> **INSTRUCTIONS TO FOLLOW**:
Reproduce the passage from the article on the women of The Boys word for word, starting at "And while Ashley" and ending at "make that happen.".

======== QUOTED PASSAGE

On a series titled The Boys, the girls are very upfront and present.
The Girls represent many different facets of women in their careers and with their relationships with lovers, husbands, girlfriends, coworkers, the public, and family.
At a unique press day for the girls of The Boys, female reporters had the chance to sit with the influential women of The Boys to get their thoughts on the show and a whole lot more.
Among those present were Erin Moriarty (Starlight), Karen Fukuhara (Kimiko), Aya Cash (Stormfront), Colby Minifie (Ashley), and Laura Jean Shannon, of LJ Supersuits, all of which will be represented in this article. We'll have another feature showcasing Shantel VanSanten, too.
At the forefront of The Boys Season 2, we find Starlight struggling with her place on The Seven and assisting Hughie and The Boys seek justice against that same group. It's a struggle, Moriarty says because Starlight was conditioned her entire life to worship the Vought corporation, only recently discovering they were the opposite of that conditioning.
But that goes hand in hand with Starlight's growth since the first season, both in confidence and in her relationship with her mother.
"Mother-daughter relationships are complicated, no matter what," Moriarty said. "And I don't think they're portrayed enough in movies and TV shows. They're one of the relationships that you just don't see enough. So I do really like the inclusion of that storyline and that dynamic.
And in season two, I think a lot of it is that what happens to Annie is not unlike what happens to other people in terms of being kind of young and inherently naive because of how sheltered you've been up until the point when you fly the coop and be exposed to the world. Now she's in an extreme circumstance.
"The world that she's in is extremely dark, not darker than our world, because we have a pretty frigging dark world, but her specific world is more extreme and dark than mine, for example.
"But she goes through a trajectory that I think is quite common for a lot of young women, which is that, she has her first real love, I think, with Hughie. She had that trust totally severed and her heart broken by Hughie.
"She ends up finding out that her mom has been lying to her. She ends up finding out that the world is this big dark place when she thought it was a good place. She ends up finding out or thinking that maybe God doesn't exist. And up until now, she's been a really someone who's based her life on faith. So, I think that she's going through what a lot of young people go through."
When asked about sacrificing their humanity to play with The Seven and support their separate agendas, Cash and Minifie weighed in.
Cash said, "Not much. I describe Stormfront as a heart full of acid, so she's not exactly somebody that you want to find the cute, cuddly parts of; they've been wiped out probably long ago, but there are obviously moments that she has justification for herself.
"I don't think those justifications actually pan out as an audience member. I hope they don't, but for her, you have to follow her own story in how she thinks that she's the hero of her own story. But the audience, I don't think, should ever end up on her side."
And while Ashley isn't on equal footing with Stormfront either within the group of in terms of her transgressions, Minifie says, "There is a bit more of a window of opportunity for Ashley's humanity to still be intact. I think she drives really hard and fast toward making sure the optics look good, no matter what sacrifices she has to make, to make that happen.
"And I think part of the stress that she's under and the story of this season, hopefully, is maybe her coming to terms with what that means and what she's sacrificing in order to make a corporation look good."
If you've also wondered how Ashley, who initially seemed like a decent person, managed to wind up with the job from hell, Minifie has done some work with Ashley's backstory.
"I do think that there is a part of Ashley that she is, she does have a lot of decent bones in her body, but she also has a narcissistic, pretty narcissistic bone in her body.

================
======== PROVIDED MATERIAL

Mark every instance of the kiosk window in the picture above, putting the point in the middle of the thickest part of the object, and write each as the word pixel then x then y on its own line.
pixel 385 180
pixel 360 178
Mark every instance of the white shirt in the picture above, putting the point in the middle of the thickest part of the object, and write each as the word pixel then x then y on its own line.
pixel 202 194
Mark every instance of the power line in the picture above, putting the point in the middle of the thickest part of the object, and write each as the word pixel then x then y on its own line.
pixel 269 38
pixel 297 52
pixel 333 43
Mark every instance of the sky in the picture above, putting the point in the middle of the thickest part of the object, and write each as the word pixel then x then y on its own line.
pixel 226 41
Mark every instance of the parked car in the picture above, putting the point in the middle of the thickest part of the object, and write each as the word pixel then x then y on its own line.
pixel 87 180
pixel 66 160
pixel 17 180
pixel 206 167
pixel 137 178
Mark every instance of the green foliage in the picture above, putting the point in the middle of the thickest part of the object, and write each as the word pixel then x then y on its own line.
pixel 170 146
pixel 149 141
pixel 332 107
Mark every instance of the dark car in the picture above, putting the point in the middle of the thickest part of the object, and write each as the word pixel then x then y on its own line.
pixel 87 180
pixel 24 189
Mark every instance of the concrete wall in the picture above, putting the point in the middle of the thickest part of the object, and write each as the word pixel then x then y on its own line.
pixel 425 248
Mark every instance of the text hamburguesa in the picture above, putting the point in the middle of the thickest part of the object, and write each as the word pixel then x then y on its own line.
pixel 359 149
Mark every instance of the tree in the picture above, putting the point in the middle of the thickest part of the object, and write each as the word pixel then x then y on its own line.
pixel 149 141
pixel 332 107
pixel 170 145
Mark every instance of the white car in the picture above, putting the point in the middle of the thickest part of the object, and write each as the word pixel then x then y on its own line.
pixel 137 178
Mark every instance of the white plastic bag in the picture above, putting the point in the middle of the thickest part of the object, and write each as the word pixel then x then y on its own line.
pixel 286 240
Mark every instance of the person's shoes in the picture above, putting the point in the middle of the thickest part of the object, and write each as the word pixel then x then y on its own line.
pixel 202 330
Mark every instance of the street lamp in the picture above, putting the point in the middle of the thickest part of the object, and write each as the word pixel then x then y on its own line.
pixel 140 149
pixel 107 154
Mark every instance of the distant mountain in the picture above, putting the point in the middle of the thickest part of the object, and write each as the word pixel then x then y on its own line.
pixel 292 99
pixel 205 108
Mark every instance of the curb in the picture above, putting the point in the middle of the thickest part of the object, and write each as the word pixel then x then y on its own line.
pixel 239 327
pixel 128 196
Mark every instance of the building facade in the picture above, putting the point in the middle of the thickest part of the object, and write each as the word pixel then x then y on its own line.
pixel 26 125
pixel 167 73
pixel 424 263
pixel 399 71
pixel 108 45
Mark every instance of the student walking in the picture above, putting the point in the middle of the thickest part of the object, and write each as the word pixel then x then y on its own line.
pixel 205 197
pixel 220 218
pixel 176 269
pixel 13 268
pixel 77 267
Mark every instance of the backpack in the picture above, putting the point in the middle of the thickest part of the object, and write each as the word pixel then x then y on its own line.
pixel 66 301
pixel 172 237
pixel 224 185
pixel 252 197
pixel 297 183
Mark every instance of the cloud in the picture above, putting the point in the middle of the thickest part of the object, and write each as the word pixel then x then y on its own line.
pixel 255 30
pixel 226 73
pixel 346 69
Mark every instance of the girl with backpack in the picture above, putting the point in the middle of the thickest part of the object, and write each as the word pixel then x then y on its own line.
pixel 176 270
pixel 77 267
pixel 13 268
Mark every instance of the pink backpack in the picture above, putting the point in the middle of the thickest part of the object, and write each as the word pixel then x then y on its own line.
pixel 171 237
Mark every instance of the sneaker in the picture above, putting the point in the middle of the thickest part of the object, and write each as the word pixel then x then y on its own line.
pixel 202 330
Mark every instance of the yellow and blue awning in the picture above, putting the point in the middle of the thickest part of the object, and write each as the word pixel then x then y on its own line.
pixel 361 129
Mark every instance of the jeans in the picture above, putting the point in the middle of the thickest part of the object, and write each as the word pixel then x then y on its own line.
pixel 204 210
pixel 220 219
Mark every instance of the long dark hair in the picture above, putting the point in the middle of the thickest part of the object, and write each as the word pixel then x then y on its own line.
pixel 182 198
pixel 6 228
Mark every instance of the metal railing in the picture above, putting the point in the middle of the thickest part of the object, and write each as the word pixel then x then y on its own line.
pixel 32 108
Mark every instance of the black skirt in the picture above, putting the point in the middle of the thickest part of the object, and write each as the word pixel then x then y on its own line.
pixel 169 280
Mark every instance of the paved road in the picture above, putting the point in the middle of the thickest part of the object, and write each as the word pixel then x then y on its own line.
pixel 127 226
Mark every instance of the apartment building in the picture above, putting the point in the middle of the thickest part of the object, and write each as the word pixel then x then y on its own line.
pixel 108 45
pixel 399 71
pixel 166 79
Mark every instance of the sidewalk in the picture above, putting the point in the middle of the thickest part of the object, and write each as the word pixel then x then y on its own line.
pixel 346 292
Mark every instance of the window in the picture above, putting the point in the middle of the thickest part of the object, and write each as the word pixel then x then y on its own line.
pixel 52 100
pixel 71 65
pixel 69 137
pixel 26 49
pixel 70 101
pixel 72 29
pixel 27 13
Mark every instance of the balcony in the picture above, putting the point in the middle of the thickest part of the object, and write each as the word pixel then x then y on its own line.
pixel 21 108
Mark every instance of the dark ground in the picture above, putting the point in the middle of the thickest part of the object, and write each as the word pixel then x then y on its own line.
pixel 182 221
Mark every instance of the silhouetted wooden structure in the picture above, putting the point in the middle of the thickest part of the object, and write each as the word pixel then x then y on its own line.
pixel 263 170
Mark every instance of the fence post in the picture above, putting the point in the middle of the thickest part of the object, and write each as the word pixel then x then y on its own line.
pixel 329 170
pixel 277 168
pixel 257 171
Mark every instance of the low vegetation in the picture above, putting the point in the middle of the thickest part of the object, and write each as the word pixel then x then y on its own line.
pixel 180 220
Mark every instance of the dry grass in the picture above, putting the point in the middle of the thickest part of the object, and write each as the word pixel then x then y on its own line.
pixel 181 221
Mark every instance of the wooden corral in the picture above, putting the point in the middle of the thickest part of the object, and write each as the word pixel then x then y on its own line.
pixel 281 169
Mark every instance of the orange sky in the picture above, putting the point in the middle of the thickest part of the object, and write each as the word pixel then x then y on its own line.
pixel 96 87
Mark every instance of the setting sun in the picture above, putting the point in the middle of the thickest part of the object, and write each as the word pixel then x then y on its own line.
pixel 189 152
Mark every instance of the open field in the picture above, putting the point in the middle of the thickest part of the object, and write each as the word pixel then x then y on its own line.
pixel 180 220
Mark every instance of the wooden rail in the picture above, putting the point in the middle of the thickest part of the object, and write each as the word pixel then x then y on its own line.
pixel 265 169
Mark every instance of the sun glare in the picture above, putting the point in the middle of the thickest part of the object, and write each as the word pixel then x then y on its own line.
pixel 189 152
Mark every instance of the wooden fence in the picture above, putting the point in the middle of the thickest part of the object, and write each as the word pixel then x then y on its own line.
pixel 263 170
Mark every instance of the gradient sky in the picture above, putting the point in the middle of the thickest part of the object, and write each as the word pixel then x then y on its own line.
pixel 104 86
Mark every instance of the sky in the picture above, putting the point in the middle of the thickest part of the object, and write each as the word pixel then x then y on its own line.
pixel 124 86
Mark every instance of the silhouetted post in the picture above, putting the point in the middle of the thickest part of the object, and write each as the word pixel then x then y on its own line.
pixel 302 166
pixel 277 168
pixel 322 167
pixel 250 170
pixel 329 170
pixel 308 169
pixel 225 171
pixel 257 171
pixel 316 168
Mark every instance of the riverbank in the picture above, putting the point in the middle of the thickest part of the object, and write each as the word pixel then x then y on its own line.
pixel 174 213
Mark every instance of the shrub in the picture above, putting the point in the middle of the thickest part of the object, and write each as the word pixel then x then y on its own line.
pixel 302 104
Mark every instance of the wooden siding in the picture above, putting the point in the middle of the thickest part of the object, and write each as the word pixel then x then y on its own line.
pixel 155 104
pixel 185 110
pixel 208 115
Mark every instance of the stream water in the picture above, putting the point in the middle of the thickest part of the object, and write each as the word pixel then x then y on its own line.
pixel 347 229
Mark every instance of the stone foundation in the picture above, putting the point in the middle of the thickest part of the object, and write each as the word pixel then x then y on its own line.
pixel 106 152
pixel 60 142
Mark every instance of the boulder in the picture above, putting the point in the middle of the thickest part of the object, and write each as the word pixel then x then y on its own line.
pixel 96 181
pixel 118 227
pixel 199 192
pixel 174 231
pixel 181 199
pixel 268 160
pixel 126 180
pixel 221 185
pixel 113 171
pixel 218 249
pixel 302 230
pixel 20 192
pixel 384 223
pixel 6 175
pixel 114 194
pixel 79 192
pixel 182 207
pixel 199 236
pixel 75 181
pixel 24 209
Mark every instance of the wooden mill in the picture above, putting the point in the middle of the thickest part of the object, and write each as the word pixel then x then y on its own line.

================

> **EXPECTED ANSWER**:
And while Ashley isn't on equal footing with Stormfront either within the group of in terms of her transgressions, Minifie says, "There is a bit more of a window of opportunity for Ashley's humanity to still be intact. I think she drives really hard and fast toward making sure the optics look good, no matter what sacrifices she has to make, to make that happen.